__What you should do__
Through the last line of the material below, starting at the line with "Each instance of the white wall", return every line exactly and only those.

__Records provided__
^^^^

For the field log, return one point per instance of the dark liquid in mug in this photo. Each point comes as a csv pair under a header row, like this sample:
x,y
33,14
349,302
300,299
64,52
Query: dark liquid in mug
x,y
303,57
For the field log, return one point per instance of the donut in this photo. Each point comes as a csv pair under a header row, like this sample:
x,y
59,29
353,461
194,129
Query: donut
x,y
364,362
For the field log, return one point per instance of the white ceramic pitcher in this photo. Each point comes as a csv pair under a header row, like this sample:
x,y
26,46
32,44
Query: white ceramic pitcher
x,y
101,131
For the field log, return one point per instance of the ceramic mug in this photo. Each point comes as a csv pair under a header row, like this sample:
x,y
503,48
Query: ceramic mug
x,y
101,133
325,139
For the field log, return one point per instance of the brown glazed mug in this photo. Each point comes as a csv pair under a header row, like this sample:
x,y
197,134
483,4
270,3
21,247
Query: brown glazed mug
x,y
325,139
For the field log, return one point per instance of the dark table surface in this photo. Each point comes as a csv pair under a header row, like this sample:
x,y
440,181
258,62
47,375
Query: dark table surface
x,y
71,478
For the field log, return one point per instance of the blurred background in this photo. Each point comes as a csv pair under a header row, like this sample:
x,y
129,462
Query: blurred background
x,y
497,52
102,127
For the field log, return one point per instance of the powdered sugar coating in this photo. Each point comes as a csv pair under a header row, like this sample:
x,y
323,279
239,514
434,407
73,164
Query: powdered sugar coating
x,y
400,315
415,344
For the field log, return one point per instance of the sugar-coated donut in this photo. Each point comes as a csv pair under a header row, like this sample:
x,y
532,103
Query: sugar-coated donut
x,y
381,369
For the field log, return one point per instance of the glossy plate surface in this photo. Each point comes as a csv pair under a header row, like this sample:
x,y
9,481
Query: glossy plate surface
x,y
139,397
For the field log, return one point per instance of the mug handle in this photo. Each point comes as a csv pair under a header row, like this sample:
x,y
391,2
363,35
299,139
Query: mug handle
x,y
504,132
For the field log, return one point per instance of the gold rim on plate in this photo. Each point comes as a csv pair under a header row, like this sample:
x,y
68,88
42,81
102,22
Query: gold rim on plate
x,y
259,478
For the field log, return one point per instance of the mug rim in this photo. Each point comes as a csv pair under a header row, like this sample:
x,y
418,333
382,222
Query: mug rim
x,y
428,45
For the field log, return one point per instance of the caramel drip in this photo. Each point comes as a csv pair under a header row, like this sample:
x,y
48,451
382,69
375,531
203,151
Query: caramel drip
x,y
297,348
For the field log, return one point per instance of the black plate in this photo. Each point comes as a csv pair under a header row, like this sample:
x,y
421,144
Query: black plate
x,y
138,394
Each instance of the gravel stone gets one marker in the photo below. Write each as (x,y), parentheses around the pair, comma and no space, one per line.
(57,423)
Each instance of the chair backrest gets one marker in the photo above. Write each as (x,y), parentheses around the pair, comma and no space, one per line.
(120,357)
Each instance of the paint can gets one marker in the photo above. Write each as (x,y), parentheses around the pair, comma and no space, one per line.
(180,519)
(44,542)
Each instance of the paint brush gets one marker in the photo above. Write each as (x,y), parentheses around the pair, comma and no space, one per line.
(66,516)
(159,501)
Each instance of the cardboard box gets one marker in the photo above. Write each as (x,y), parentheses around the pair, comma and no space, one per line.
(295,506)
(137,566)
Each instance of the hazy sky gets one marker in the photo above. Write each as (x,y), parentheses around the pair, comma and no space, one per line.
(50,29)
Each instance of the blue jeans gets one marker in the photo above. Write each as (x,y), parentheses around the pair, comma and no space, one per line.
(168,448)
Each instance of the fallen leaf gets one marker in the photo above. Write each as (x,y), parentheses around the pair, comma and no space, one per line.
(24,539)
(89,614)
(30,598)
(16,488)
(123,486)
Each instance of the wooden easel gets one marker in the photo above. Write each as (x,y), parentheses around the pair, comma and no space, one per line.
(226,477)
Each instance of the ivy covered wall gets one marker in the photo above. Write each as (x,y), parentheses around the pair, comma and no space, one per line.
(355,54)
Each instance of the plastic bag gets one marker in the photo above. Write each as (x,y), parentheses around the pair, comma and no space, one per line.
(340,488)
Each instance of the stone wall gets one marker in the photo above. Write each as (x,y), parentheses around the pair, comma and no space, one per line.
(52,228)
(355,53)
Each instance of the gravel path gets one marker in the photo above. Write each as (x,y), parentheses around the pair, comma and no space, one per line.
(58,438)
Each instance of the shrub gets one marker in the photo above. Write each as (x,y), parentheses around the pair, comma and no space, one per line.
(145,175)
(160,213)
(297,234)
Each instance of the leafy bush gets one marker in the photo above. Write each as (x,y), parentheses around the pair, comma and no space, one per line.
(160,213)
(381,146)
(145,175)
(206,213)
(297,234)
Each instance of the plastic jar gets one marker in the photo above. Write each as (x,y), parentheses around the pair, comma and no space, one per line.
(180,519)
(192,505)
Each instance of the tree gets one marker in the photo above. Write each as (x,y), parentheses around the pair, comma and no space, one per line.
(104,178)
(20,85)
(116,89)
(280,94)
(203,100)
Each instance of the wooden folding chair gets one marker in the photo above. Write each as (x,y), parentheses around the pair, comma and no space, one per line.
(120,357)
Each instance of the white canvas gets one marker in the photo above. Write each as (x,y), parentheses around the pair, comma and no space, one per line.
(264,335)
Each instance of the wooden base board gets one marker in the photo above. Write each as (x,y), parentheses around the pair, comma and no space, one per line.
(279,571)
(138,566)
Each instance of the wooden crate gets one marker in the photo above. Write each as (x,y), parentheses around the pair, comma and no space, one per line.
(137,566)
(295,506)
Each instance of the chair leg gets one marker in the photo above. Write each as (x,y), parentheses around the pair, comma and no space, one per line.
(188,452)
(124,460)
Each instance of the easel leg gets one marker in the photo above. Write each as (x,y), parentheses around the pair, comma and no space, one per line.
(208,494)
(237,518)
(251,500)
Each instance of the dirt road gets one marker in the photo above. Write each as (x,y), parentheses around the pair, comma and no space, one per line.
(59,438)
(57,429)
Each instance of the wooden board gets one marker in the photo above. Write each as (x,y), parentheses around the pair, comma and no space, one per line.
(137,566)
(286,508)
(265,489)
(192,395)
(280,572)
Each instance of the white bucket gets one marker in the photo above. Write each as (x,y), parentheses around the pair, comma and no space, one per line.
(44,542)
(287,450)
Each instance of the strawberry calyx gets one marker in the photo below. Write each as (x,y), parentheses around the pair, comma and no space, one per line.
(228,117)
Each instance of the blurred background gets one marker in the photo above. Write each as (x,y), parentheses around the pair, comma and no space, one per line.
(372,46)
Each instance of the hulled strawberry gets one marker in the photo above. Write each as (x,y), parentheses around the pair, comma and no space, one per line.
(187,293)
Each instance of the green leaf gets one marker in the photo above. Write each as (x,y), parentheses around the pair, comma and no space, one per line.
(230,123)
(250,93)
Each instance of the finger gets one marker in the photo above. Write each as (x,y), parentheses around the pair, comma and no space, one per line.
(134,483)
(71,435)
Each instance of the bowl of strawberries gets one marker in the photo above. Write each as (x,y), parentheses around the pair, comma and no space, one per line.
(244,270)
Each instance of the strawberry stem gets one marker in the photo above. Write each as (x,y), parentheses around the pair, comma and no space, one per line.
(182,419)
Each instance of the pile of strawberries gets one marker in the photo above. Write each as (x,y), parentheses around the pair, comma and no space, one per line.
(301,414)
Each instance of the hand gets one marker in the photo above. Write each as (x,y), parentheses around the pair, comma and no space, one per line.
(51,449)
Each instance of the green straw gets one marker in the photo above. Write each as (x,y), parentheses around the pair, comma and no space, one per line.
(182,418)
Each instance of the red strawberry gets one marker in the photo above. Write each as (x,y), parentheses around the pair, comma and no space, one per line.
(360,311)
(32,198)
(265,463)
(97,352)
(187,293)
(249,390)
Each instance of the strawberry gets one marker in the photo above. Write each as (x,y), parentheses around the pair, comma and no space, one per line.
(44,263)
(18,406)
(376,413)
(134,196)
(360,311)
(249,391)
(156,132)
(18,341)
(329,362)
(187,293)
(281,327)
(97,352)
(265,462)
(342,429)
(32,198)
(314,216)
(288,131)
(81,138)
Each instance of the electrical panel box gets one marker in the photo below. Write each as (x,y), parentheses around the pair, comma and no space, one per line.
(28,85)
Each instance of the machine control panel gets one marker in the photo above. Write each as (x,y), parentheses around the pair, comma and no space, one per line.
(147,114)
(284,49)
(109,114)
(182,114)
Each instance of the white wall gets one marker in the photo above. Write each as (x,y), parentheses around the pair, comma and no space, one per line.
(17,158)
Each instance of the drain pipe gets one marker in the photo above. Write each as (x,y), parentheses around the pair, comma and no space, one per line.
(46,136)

^^^^

__Exercise result__
Each instance of the white wall gets one marker in the photo above. Write each as (x,y), parentheses around the pair, comma and no space, one per line.
(17,158)
Each instance of the drain pipe gets one marker in the photo above. Write each as (x,y), parentheses around the pair, comma and no space, one per line.
(46,136)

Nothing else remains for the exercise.